Consigne 1 ->
D'où viennent les huîtres servies chez DNA, selon l'extrait sur ce restaurant ?
Consigne 2 ->
Dans l'extrait sur le restaurant DNA, extrayez tout le texte depuis « Il n'y avait » jusqu'à « savoureux et doux. ».

Extrait du document ->
:::::
À table, on ne sert pas d'huile d'olive, mais de tournesol. La carte de vins canadiens est parmi les plus intéressantes en ville. Et si le porc est de Saint-Canut, les moules, elles, arrivent de Desolation Sound et les huîtres de l'île Cortes, en Colombie-Britannique. Oh, et les pâtes ne sont pas seulement faites maison, elles sont préparées avec du blé patrimonial de la Saskatchewan.

Un petit steak de castor avec ça?

Il n'y avait pas de rongeur au menu, au moment de notre visite, mais DNA est résolument canadien et résolument carnivore. Où ailleurs ai-je mangé de la langue de cheval en pastrami? Nulle part.

Un des plats les plus intéressants et surprenants est d'ailleurs cette assiette de charcuterie où on le sert: saucisson au fenouil, sopressata, mortadelle... Tout est fait maison, simplement et tout est savoureux et doux.

Autre option bien animale: une croquette à la moelle, parfaitement croustillante à l'extérieur et fondante à l'intérieur, très riche. Attention aux estomacs sensibles, toutefois. Car même si l'amuse-bouche est accompagné d'une mayonnaise à l'oseille et d'un chutney très acide façon «mostarda», l'assiette a, comme les charcuteries, un clair caractère gras qu'aucune acidité ne contrebalance totalement.

Et ai-je mentionné la douceur du foie... gras? Surtout lorsqu'on le surprend, à chaque bouchée, par les petites fraises des champs confites servies en accompagnement.
:::::
Entrées de données recueillies
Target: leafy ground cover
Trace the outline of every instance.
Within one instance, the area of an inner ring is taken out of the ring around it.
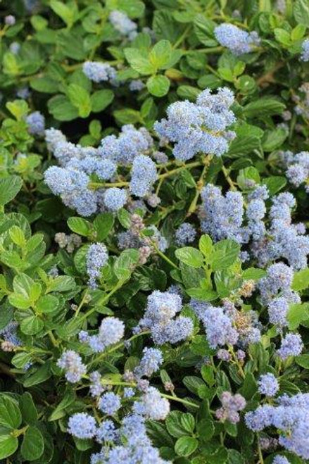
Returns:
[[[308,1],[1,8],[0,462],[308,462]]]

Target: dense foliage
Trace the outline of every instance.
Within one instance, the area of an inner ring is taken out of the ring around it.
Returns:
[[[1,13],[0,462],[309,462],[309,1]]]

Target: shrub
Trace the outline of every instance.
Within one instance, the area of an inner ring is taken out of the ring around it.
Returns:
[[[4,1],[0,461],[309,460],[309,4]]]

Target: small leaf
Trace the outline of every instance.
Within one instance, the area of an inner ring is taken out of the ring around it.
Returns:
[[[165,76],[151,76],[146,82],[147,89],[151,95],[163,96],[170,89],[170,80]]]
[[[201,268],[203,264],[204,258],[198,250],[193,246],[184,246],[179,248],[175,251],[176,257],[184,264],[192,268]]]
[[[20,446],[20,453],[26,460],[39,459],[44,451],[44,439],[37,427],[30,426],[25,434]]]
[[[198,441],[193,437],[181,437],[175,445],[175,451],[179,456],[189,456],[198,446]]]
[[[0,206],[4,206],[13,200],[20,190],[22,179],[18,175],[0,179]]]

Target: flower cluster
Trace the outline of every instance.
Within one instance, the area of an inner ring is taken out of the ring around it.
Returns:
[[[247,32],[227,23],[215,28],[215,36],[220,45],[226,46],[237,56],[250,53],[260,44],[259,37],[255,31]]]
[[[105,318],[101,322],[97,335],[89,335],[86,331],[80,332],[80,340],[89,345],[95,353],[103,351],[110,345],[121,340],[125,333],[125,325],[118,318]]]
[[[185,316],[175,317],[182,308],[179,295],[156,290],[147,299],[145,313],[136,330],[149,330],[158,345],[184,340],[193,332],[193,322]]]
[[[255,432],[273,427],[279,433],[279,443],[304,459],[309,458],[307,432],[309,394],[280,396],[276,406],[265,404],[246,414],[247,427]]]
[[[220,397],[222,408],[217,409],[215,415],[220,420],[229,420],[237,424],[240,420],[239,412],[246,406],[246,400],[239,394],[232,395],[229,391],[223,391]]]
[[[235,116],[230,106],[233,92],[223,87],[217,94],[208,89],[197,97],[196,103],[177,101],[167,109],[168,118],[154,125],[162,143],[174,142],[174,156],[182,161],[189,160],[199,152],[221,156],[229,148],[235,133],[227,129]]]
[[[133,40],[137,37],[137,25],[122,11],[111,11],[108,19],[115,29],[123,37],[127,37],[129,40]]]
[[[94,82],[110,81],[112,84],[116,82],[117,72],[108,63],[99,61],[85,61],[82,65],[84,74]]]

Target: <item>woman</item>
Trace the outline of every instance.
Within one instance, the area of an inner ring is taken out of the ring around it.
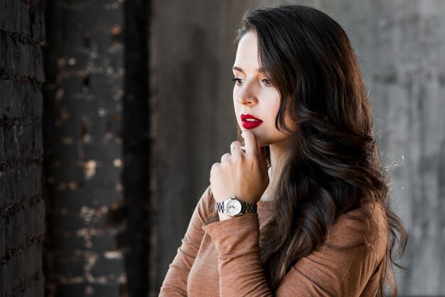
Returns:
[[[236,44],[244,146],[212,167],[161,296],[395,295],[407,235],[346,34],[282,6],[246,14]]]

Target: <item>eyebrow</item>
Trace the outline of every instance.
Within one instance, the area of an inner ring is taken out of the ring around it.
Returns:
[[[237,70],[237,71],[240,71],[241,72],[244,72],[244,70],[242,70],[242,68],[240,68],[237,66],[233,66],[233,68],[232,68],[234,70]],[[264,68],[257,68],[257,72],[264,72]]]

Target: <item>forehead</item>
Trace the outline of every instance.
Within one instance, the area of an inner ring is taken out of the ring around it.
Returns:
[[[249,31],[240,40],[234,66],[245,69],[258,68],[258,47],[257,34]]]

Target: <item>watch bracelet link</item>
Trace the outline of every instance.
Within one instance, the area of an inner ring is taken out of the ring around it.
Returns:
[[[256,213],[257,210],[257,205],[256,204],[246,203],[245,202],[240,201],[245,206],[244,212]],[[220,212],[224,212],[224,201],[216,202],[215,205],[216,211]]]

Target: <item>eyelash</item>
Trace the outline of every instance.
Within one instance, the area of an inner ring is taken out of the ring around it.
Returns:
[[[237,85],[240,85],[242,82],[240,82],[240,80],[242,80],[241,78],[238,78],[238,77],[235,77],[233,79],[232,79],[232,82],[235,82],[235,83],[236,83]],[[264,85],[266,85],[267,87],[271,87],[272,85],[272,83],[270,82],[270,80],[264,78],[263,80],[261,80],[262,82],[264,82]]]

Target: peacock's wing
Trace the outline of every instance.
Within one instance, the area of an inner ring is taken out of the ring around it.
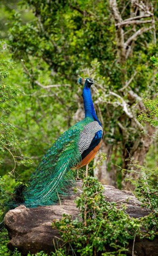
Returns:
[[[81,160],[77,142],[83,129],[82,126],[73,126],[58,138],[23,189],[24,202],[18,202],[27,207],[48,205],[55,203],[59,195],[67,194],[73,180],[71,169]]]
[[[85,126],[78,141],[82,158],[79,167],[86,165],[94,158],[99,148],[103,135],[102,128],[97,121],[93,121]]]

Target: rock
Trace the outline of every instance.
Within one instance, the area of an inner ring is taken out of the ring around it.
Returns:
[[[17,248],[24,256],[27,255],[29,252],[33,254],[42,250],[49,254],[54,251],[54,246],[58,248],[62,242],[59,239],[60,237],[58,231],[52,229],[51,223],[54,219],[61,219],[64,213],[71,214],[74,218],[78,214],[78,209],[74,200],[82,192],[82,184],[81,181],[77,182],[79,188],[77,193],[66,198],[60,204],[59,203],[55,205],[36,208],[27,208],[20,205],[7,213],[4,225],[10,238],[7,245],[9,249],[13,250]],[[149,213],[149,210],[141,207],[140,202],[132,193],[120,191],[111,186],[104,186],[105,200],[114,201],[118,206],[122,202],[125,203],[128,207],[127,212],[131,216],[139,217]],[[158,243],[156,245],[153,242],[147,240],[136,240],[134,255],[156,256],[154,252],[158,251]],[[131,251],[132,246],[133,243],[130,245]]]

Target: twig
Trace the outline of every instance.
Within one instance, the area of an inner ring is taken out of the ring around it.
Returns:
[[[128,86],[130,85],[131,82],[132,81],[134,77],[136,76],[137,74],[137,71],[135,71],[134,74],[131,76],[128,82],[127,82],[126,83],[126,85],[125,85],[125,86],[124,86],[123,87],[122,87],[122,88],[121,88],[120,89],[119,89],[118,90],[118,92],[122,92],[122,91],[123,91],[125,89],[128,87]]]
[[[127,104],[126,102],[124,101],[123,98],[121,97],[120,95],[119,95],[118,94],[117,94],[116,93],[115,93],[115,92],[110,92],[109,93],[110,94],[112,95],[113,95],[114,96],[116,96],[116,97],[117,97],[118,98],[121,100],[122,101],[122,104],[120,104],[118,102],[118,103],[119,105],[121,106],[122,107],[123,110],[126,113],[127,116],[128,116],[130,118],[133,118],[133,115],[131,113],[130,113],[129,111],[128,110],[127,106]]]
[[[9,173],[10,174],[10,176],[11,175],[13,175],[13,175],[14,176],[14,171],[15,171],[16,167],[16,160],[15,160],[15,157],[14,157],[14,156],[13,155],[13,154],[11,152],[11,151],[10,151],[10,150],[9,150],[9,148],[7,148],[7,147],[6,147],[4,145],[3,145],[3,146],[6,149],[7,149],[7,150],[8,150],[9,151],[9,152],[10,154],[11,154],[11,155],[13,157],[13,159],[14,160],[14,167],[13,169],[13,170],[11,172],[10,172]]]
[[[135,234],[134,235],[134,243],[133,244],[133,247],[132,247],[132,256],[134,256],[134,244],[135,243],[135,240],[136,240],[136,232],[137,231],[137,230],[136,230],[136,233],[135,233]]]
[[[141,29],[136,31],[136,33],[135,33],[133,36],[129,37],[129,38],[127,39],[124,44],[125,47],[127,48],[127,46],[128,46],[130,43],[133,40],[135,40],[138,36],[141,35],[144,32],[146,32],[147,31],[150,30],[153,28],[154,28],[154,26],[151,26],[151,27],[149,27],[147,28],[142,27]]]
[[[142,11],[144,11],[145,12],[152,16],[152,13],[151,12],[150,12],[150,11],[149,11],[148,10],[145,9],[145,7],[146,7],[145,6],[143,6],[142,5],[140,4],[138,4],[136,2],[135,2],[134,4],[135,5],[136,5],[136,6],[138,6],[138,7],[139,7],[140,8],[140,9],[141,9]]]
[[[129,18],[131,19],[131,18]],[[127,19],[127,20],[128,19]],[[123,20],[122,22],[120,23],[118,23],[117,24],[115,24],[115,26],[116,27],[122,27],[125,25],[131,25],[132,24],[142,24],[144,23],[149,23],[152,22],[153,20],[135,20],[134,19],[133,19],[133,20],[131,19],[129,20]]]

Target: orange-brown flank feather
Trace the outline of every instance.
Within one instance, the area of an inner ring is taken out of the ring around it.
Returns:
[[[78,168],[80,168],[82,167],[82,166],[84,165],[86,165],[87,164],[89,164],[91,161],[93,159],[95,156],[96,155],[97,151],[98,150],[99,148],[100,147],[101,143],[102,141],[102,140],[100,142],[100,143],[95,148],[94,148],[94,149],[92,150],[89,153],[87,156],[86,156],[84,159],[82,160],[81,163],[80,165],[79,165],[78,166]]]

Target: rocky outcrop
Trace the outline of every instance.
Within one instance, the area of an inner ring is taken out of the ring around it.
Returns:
:::::
Zone de réponse 1 ->
De l'île Cortes, en Colombie-Britannique.

Zone de réponse 2 ->
Il n'y avait pas de rongeur au menu, au moment de notre visite, mais DNA est résolument canadien et résolument carnivore. Où ailleurs ai-je mangé de la langue de cheval en pastrami? Nulle part.

Un des plats les plus intéressants et surprenants est d'ailleurs cette assiette de charcuterie où on le sert: saucisson au fenouil, sopressata, mortadelle... Tout est fait maison, simplement et tout est savoureux et doux.